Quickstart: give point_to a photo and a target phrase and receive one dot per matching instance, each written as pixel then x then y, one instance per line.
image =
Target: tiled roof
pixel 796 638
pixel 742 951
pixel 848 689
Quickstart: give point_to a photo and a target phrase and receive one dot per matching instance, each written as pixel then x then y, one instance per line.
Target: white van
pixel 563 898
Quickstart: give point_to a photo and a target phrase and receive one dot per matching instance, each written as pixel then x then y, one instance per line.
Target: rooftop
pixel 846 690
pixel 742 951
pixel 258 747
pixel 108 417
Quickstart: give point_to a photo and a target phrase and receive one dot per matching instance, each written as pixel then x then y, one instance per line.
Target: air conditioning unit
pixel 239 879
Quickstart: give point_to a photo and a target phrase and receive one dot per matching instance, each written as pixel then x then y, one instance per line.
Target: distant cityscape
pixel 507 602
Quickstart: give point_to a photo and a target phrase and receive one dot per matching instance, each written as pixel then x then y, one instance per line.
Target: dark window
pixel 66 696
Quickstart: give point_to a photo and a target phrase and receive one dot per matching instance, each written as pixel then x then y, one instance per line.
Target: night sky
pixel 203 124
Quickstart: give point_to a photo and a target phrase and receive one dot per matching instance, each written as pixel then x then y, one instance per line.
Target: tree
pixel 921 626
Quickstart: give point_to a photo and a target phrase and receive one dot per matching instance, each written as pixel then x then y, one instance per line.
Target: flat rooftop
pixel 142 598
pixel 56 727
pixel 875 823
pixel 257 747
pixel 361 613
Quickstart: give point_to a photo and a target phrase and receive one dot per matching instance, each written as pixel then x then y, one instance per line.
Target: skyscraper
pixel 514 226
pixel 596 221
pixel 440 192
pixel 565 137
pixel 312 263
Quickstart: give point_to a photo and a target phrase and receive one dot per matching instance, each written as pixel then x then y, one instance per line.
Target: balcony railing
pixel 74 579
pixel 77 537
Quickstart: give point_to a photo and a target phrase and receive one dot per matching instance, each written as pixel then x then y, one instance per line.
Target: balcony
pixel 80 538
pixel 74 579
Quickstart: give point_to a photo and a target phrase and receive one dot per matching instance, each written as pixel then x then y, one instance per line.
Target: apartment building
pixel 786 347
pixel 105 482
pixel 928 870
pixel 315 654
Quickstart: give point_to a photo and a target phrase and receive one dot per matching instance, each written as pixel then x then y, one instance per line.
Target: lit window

> _Assignment_:
Transcribe the material above in its entirety, precisely as written.

> _Exercise output_:
Quickstart: give point_to a photo and a target phrase and receive one dot per matching instance, each written as pixel then x then y, one instance per line.
image =
Target: tiled roof
pixel 796 638
pixel 742 951
pixel 848 689
Quickstart: give point_to a photo and a target phrase and receive one dot per matching instance, each written as pixel then x then y, one instance per line.
Target: white van
pixel 563 898
Quickstart: give point_to a photo and a target phrase and receive one dot per matching instance, each written as pixel then x then y, one instance per line.
Target: rooftop
pixel 846 690
pixel 742 951
pixel 258 747
pixel 108 417
Quickstart: give point_to a photo and a target phrase and receive one dot per matching instance, each written as pixel then x then y, one instance per line.
Target: air conditioning unit
pixel 239 879
Quickstart: give point_to a photo and a target phrase and receive one dot per matching instance, each written as pixel then x then y, one instance per line.
Target: distant cityscape
pixel 507 602
Quickstart: give point_to a photo and a target phrase and receive one dot per matching instance, each written as pixel then x then y, one instance per line.
Target: dark window
pixel 66 696
Quickstart: give point_to a photo and a target phrase and receive one dot per matching instance, each written as pixel then x then y, one instance per line.
Target: night sky
pixel 203 124
Quickstart: give point_to a photo and a target phrase and receive one dot per matching instance, each written as pixel then x then y, one instance per line.
Target: tree
pixel 921 626
Quickstart: give point_to a photo and a target phrase and receive one dot per matching instance, each written as pixel then x then y, one instance per line.
Target: flat rooftop
pixel 142 598
pixel 56 727
pixel 875 823
pixel 257 747
pixel 361 613
Quickstart: give point_to a photo and a target phrase and receive one dot per matching instance, each written as pixel then x then y, one instance per line.
Target: skyscraper
pixel 514 226
pixel 596 221
pixel 440 192
pixel 565 137
pixel 312 263
Quickstart: give point_to a photo and a target phrase and receive one dot per matching instance, each written as pixel then x then y, one instance per line.
Target: balcony railing
pixel 74 579
pixel 77 537
Quickstart: give point_to a photo and a target phrase and receive one dot per matching instance, each written as pixel then x then y, one instance per line.
Target: balcony
pixel 80 538
pixel 74 579
Quickstart: give point_to a photo and a target phrase and receive one dot per matching instance, each written as pixel then x then y, one instance per line.
Target: apartment building
pixel 786 347
pixel 105 482
pixel 928 870
pixel 315 654
Quickstart: give point_to a photo and a target phrase and receive one dot per matching instance, each written as pixel then x then y, one instance per line.
Target: lit window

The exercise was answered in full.